Your objective = Pull out every line below that contains the word "leafy" and copy each one in full.

Record extracts =
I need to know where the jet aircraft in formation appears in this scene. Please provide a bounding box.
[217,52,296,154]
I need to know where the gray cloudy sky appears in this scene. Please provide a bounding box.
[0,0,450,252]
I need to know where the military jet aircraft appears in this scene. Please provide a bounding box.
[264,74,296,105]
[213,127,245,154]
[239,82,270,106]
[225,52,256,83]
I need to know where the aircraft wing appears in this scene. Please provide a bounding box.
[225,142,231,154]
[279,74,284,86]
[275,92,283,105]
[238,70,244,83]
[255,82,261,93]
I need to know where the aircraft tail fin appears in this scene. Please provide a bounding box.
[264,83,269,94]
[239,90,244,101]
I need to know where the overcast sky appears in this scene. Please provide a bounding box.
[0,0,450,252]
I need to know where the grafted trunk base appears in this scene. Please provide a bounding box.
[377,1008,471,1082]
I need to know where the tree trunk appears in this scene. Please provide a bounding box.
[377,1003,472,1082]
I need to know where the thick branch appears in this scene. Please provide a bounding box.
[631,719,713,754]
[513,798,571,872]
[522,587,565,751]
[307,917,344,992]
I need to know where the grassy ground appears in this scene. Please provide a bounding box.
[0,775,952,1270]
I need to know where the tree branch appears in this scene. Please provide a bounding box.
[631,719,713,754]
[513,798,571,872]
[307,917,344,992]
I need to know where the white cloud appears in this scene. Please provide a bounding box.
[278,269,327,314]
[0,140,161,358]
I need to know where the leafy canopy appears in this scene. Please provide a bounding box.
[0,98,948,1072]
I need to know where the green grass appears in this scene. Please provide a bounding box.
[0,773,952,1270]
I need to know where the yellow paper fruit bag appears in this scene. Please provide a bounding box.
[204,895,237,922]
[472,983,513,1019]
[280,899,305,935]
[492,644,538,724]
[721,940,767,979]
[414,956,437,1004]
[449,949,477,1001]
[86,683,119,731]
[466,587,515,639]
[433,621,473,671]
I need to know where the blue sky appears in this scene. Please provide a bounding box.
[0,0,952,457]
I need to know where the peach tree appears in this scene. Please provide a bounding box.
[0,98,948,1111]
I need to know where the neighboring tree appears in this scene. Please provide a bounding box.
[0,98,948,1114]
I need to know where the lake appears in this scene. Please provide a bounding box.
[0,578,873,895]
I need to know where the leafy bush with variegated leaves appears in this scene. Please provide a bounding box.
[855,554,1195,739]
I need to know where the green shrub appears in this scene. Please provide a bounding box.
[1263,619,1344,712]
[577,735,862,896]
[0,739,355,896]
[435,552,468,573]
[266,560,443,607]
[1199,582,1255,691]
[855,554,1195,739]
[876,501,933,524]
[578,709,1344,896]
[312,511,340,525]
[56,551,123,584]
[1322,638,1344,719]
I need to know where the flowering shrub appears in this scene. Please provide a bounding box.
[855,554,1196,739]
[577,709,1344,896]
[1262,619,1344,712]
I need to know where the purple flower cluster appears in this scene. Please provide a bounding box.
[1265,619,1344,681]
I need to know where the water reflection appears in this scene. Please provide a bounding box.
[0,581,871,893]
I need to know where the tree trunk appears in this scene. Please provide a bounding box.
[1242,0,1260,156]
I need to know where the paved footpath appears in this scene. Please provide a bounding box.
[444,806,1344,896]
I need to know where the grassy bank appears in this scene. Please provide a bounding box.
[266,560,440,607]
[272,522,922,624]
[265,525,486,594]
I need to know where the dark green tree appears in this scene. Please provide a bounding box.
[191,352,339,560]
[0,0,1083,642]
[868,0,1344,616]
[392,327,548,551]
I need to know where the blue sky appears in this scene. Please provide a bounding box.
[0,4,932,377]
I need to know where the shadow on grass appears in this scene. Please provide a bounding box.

Answer to the exercise =
I need to know where the leafy canopy appears in this scene. Please provide a bounding box.
I need to know where the leafy bush with variegated leaves appears in this scene. Please provide a bounding box.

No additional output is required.